> _Prompt_: Although the listing contains pictures, reproduce only its text, exactly as written.

> _Data supplied_:
☆ ☆ ☆

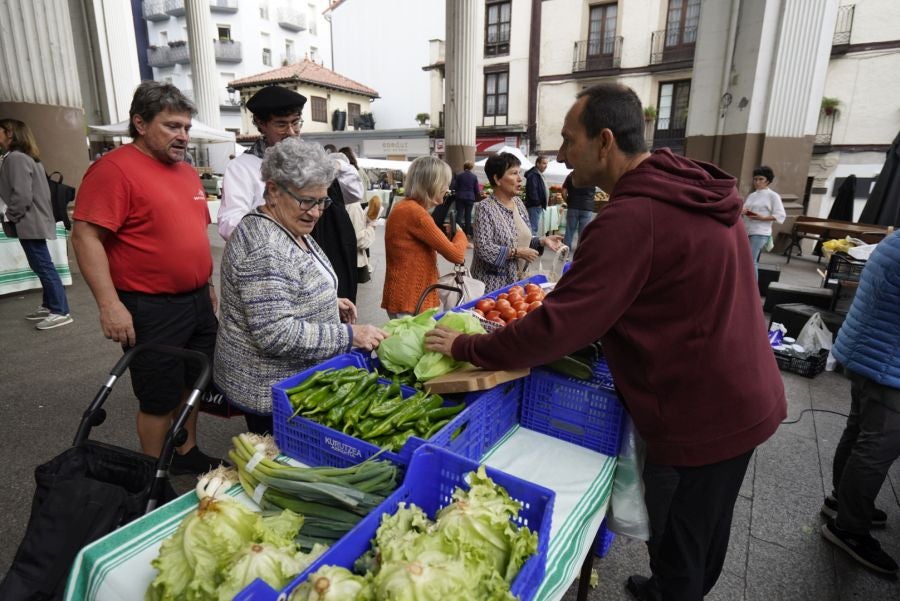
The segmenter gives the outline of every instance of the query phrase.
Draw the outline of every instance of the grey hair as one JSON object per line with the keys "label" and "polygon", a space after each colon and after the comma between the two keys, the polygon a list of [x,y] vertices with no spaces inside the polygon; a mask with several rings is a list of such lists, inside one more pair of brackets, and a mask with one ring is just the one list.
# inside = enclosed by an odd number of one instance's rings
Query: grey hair
{"label": "grey hair", "polygon": [[173,113],[190,113],[191,117],[197,114],[194,103],[172,84],[160,81],[141,83],[134,91],[131,108],[128,110],[128,135],[135,140],[140,136],[134,125],[135,115],[140,115],[144,123],[150,123],[167,109]]}
{"label": "grey hair", "polygon": [[328,158],[330,158],[332,161],[337,161],[338,163],[341,163],[342,165],[350,164],[350,159],[348,159],[347,155],[344,154],[343,152],[329,152]]}
{"label": "grey hair", "polygon": [[434,156],[419,157],[412,162],[406,173],[406,197],[430,208],[432,199],[447,189],[452,178],[450,165],[441,159]]}
{"label": "grey hair", "polygon": [[306,188],[331,185],[337,170],[318,144],[298,137],[285,138],[266,149],[262,180],[282,186]]}

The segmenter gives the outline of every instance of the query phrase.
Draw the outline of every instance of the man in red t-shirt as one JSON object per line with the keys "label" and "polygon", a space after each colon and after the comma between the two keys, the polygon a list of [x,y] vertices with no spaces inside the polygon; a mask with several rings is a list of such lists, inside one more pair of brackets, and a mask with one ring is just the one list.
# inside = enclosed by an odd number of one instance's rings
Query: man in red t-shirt
{"label": "man in red t-shirt", "polygon": [[[109,152],[85,174],[75,203],[72,245],[100,311],[103,334],[126,350],[159,343],[212,360],[218,322],[211,282],[210,223],[203,184],[184,162],[193,104],[175,86],[144,82],[131,103],[134,143]],[[129,369],[140,401],[144,453],[158,456],[199,370],[159,353]],[[172,473],[203,473],[220,460],[197,447],[197,414]]]}

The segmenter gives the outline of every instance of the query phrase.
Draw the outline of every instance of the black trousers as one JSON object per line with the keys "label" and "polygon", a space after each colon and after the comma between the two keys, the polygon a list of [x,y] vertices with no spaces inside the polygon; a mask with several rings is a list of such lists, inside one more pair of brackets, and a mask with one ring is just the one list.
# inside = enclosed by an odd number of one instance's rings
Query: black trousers
{"label": "black trousers", "polygon": [[644,465],[650,570],[663,601],[701,601],[716,584],[752,455],[701,467]]}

☆ ☆ ☆

> _Task response_:
The segmenter gives the outline of every instance of the query phrase.
Draw the outline of every instance of the grey hair as one JSON object per line with the keys "label" and "polygon", a space after each colon and after the comma between the two keys, the polygon a list of [x,y] vertices with no spaces inside the polygon; a mask with several rings is a list of such lists, inside one more pair of brackets, and a mask with one ring is just the one list.
# inside = enclosed by an odd number of one instance's rings
Query: grey hair
{"label": "grey hair", "polygon": [[173,113],[190,113],[191,117],[197,114],[194,103],[172,84],[160,81],[141,83],[134,91],[131,108],[128,110],[128,135],[135,140],[140,136],[134,125],[135,115],[140,115],[144,123],[150,123],[167,109]]}
{"label": "grey hair", "polygon": [[328,158],[330,158],[332,161],[337,161],[338,163],[341,163],[342,165],[350,164],[350,159],[348,159],[347,155],[344,154],[343,152],[329,152]]}
{"label": "grey hair", "polygon": [[434,156],[419,157],[412,162],[406,173],[406,197],[430,208],[432,199],[447,189],[452,178],[450,165],[441,159]]}
{"label": "grey hair", "polygon": [[306,188],[331,185],[337,170],[318,144],[298,137],[285,138],[266,149],[262,180],[282,186]]}

The segmenter gives the outline of every instance of the query phrase.
Draw the outline of every instance of the man in red t-shirt as one JSON object per line with the keys "label" and "polygon", a space after each colon and after the comma between the two keys, the polygon a list of [x,y] vertices with no spaces inside the polygon; a mask with several rings is a list of such lists, inside one more pair of brackets, and a mask with one ring is just the one list.
# inside = enclosed by an odd number of one instance's rings
Query: man in red t-shirt
{"label": "man in red t-shirt", "polygon": [[[109,152],[85,174],[75,203],[72,245],[100,311],[103,334],[126,350],[159,343],[212,360],[218,322],[211,282],[210,223],[203,184],[184,162],[193,104],[175,86],[144,82],[131,103],[134,143]],[[129,369],[140,401],[144,453],[158,456],[199,370],[159,353]],[[172,473],[203,473],[220,460],[197,447],[197,414]]]}

The segmenter gives the outline of every instance of the query phrase.
Draw the outline of every instance of the black trousers as one JSON object per line with the keys "label" and "polygon", a space after each colon and after the comma between the two keys, the polygon a list of [x,y] vertices with no spaces inside the polygon; a mask with several rings is a list of such lists, inside one more pair of brackets, and a mask with one ring is just the one list.
# inside = enclosed by an odd number of one instance's rings
Query: black trousers
{"label": "black trousers", "polygon": [[644,465],[650,570],[663,601],[701,601],[716,584],[752,455],[701,467]]}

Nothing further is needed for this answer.